Stored data entries:

==============================

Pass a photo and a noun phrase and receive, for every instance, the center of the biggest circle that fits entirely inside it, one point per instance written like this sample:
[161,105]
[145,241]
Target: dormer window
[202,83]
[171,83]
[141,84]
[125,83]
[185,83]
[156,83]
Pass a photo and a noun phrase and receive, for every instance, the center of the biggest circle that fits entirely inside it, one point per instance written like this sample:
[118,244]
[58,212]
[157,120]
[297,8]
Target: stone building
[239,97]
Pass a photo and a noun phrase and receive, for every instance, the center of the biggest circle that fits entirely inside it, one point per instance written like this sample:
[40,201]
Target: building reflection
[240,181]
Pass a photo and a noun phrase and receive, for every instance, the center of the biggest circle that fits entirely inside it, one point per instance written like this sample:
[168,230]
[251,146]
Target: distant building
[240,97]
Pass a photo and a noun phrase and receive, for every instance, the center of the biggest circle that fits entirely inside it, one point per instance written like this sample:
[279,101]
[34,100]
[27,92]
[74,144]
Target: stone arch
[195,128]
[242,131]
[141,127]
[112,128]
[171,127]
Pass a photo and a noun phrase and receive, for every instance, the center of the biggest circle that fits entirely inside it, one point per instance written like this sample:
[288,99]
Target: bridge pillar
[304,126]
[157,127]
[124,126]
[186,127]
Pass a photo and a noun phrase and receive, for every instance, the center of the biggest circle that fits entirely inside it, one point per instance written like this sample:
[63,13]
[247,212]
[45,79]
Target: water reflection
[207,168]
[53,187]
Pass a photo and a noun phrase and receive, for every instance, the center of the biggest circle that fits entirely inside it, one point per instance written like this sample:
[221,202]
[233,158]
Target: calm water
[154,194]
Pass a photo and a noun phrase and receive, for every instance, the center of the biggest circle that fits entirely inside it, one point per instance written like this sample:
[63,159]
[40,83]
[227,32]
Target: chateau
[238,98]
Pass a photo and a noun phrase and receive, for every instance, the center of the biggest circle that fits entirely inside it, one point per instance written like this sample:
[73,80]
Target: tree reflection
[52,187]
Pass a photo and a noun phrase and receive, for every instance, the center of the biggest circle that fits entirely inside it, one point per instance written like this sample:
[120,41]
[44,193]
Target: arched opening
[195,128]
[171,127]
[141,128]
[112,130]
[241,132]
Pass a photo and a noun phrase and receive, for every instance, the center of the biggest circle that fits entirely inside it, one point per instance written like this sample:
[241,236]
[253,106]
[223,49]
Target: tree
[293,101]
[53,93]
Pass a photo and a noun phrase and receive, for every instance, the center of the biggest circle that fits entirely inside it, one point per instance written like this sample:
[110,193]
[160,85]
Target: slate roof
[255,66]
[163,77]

==============================

Output the data above without altering a line.

EXERCISE RESULT -
Pass a photo and a noun phrase and receive, for every instance, the center of the biggest circle that fits entirely inside it, one point per instance written like this sample:
[161,105]
[145,241]
Target: dormer window
[202,83]
[171,83]
[141,84]
[125,83]
[185,83]
[156,83]
Pass a photo and a noun phrase and receive, for every instance, the center of the biggest circle that fits entirely inside it, one point per instance written like this sample:
[118,244]
[58,212]
[157,120]
[297,8]
Target: stone building
[239,97]
Pass a photo and a noun phrase and receive, for every instance, the center of the biggest circle that fits entirely inside it, one point per instance written like this sample:
[40,201]
Target: building reflection
[240,181]
Pass a photo and a noun phrase and receive, for every instance, the center of the biggest circle that fits entirely inside it, one point per instance written like this sample:
[168,230]
[251,146]
Target: distant building
[240,97]
Pass a photo and a noun phrase and receive, for every instance, the center of the biggest circle that fits entirely inside it, one point per instance written like this sample:
[279,101]
[34,100]
[27,92]
[74,144]
Target: stone arch
[195,128]
[242,131]
[141,127]
[112,128]
[171,127]
Pass a photo and a noun phrase and receive, for every instance, the center of the biggest circle that fits entirely inside it, one point per instance written like this sample:
[288,99]
Target: bridge pillar
[304,126]
[157,127]
[124,126]
[186,127]
Pass a photo and a noun phrase and receive, for every instance, the center of the biggest circle that fits entirely inside it, one point per instance written like this sample:
[63,13]
[247,212]
[45,79]
Target: water reflection
[207,168]
[53,187]
Pass a photo and a noun phrase and receive, for every instance, the center of the biggest circle that fits entirely inside it, one point per instance written like this sample:
[221,202]
[233,158]
Target: calm water
[154,194]
Pass a photo and a noun phrase and receive, for every instance, the center of the biggest circle that fits entirely inside it, one point per instance written like this sample:
[63,159]
[40,83]
[227,32]
Target: chateau
[238,98]
Pass a photo and a noun phrase and receive, for every instance, the center of the biggest circle that fits entirely inside it, one point per instance written like this sample:
[73,80]
Target: tree reflection
[52,187]
Pass a photo and a noun phrase and receive, for every instance, the center of the biggest circle that fits entirely inside it, one point per instance written like this sample:
[120,41]
[44,193]
Target: arched opening
[195,128]
[171,127]
[141,128]
[112,130]
[241,132]
Pass a photo and a noun phrase and receive, for every instance, the center of the biggest circle that fits entirely inside it, one point per instance written like this sample:
[241,236]
[253,106]
[223,49]
Target: tree
[293,101]
[53,93]
Pass a photo and a noun phrase and receive, for every instance, the center of the biggest circle that fits entirely inside it, one point per instance written like this sample:
[110,193]
[160,85]
Target: slate roof
[255,66]
[163,77]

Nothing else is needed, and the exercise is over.